··· 本文

水持先生の顧問日誌

我が部の顧問、水持先生による日誌です。

「舞姫」への道

2017年05月25日 | 国語のお勉強(小説)

 

 来月、「舞姫」で研究授業を行う。
 過去の自分が何を考えていたかをふまえて、さらなる高みをめざさねば。

 

 「舞姫」を「妊娠小説」として読む


 二学期、高校3年生のクラスで森鷗外の「舞姫」を読む。
 星の数ほどもある日本の文学作品の中で、「羅生門」、「山月記」、そしてこの「舞姫」は、ほぼ全ての教科書に全文が掲載され続けるという厚遇を得ている作品である。
 なぜか。簡単なことで、高校の国語教師が載せてほしいと考えているからだ。教科書会社は当然ユーザーの意見にしたがって教材を決めている。たまにこの教材をはずした教科書を作ってみるけど売れない、という話を営業の方から聞いたことがある。
 では、なぜ、これらの作品が高校教師の心をつかんでいるのか。
 三作品に共通するのは、主人公がエリートであるということだ。
 「羅生門」の主人公(下人)も、一見エリートではないが、その発想はエリートである。ふつうに生活力のある人間だったら、飢え死にしそうなときに、盗人になるかどうかをあんなに悩むはずがない。
 「山月記」は典型的な文学エリートの挫折だし、「舞姫」は名をとるか恋をとるかに悩むエリートの話。ちょっと屈折したエリートの話というのは、高校の国語の先生の自意識を微妙にくすぐるのだ。

······
··· 提供一覧

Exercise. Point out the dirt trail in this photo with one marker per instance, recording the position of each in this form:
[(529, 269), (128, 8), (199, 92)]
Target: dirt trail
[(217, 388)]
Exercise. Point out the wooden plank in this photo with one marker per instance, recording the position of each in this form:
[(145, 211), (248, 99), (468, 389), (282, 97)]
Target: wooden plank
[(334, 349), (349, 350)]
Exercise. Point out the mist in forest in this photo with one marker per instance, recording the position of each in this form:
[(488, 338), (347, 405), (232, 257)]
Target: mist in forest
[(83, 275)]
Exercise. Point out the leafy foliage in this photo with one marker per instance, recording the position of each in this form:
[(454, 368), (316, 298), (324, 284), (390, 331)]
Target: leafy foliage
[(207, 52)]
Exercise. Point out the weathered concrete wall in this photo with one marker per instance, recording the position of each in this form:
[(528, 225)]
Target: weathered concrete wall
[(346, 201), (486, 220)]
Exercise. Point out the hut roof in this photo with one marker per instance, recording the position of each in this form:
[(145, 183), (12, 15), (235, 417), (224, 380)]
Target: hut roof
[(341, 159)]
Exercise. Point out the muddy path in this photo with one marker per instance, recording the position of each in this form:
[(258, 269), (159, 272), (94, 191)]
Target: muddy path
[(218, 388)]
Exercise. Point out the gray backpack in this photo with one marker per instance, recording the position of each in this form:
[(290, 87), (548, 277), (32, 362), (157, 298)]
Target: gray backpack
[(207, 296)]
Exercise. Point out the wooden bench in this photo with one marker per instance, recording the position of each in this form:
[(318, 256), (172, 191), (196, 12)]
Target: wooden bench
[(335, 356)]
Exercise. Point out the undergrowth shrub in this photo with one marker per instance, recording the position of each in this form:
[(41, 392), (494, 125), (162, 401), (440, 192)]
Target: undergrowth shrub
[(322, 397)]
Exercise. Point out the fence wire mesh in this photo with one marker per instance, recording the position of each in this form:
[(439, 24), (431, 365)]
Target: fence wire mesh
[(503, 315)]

······

| 取り組む問題 |
a. 「舞姫」の授業についての日誌で、三作品に共通する点として挙げられているのは何ですか。
b. 「舞姫」の授業についての日誌のうち、「来月、「舞姫」で研究授業を行う。」から「業の方から聞いたことがある。」までの部分を、「研究授業」を「公開授業」に置き換えて書き直してください。
c. 「舞姫」の授業についての日誌を、最後の文のあとから書き継いでください。

| 解答 |
a. 主人公がエリートであるということです。

b.
来月、「舞姫」で公開授業を行う。
 過去の自分が何を考えていたかをふまえて、さらなる高みをめざさねば。

 

 「舞姫」を「妊娠小説」として読む


 二学期、高校3年生のクラスで森鷗外の「舞姫」を読む。
 星の数ほどもある日本の文学作品の中で、「羅生門」、「山月記」、そしてこの「舞姫」は、ほぼ全ての教科書に全文が掲載され続けるという厚遇を得ている作品である。
 なぜか。簡単なことで、高校の国語教師が載せてほしいと考えているからだ。教科書会社は当然ユーザーの意見にしたがって教材を決めている。たまにこの教材をはずした教科書を作ってみるけど売れない、という話を営業の方から聞いたことがある。

c.
 小学校や中学校の先生より国語に対しての専門性をもっていると自分で考えている人たち(たいしたことないのに)。ほんとは文学的会話したいけど、生徒は寝るだけあばれてるだけという現実の中で、苦悩する人たち。そこそこの偏差値の大学はでているけど、研究者や文学関係者になるほどの能力までは持ちあわせなかった人たち。政治や経済の場で活躍できるほどのたくましさは持っていないけれど自意識だけはかなり高い人たち。
 わたし自身がそうだ。
 とくに、生徒指導につかれているとき、おれはこんなところでこんなことをすべき人間ではない、なんて思いがわき起こってきちゃう時が危険だ。
 授業中の喧噪の中で、おれの高い文学的才能がこんなヤツらにわかってたまるか、などと思い始めると、思わず教室を叫びながら飛び出し、いつのまにか両手で地面をつかんで走っていることが年に二回はある。
 そういう似非エリートたちがそのままの心性で読解すると、この「舞姫」からは「近代的自我の覚醒と挫折」なんて主題がうかびあがってくる。
 たとえば「読み研」の『「舞姫」の読み方指導』(明治図書)では「舞姫」の主題をこう述べる。
「近代社会において、自らの主体性を確立しえないことによって引き起こされる愛の悲劇」。
 ちがうでしょ。
 冷静に事実関係を考えてみよう。
「主体性を確立しえない」からおこった「愛の悲劇」ではない。
 避妊もせずいきおいでヤっちゃったからおこった「愛の悲劇」なのだ。
 飾り気なしで中身を要約すれば「エリートが留学先で若い女の子をはらませて捨てる」話である。
 2学期は、似非文学エリートの虚飾をとりさって、この「舞姫」に向き合ってみたい。
 有名作品を名作としてあがめたてまつるのではなく、野口先生のおっしゃる「本音、実感、マイハート」で読む姿勢を持つのである。
 そんなとき、「舞姫」読解の一つの鍵となるのが「妊娠小説」という概念だ。
 斉藤美奈子氏は言う。


 ~ エリスが心を病んだのは、通常「太田」の裏切りのせい、ということになっている。だが、〈襁褓〉をまとう、というテキストの指示からいって、要素として大きいのはむしろ「妊娠」だと考えた方がすっきりと筋が通る。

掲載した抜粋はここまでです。